***** Record excerpts

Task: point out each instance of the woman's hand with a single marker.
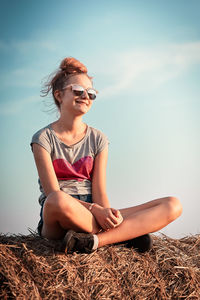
(107, 218)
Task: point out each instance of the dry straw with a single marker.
(33, 268)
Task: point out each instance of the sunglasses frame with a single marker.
(72, 85)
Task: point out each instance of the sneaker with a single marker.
(78, 242)
(141, 243)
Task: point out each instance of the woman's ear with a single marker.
(57, 95)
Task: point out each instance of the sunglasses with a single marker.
(78, 90)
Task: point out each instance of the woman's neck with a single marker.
(70, 124)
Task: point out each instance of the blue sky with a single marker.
(145, 58)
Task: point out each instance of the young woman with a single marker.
(71, 160)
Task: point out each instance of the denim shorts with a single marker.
(85, 198)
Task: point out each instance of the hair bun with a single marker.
(71, 65)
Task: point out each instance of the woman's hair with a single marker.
(69, 67)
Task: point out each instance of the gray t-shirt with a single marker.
(73, 164)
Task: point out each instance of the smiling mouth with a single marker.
(81, 102)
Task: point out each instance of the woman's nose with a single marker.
(85, 95)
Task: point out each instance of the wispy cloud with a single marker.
(14, 106)
(146, 69)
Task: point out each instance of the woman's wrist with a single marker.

**********

Output every record above verbatim, excluding images.

Task: point out each instance of the woman's hand with a single marker.
(107, 218)
Task: point out each instance of the dry straw with a single marker.
(33, 268)
Task: point out each instance of the sunglasses frame with a single marker.
(72, 85)
Task: point out each instance of the sneaker with a single marker.
(78, 242)
(141, 243)
Task: point out each instance of the woman's ear with a single marker.
(57, 95)
Task: point out each instance of the sunglasses with a single marker.
(78, 90)
Task: point out each instance of the woman's neck with a single marker.
(70, 124)
Task: point out each instance of the blue sky with a single marker.
(145, 58)
Task: point out each instance of the young woman with a single marker.
(71, 160)
Task: point out each instance of the denim shorts with a single marker.
(85, 198)
Task: point out each instance of the hair bun with a single marker.
(71, 65)
Task: point out each instance of the woman's hair with a single marker.
(69, 67)
Task: point out each instance of the gray t-shirt with a single marker.
(73, 164)
Task: point out each instance of the smiling mouth with a single marker.
(81, 102)
Task: point out each instance of the woman's nose with a single marker.
(85, 95)
Task: point out each instance of the wispy cloud with a single marker.
(14, 106)
(146, 69)
Task: point out each instance of the woman's wrist with a single marker.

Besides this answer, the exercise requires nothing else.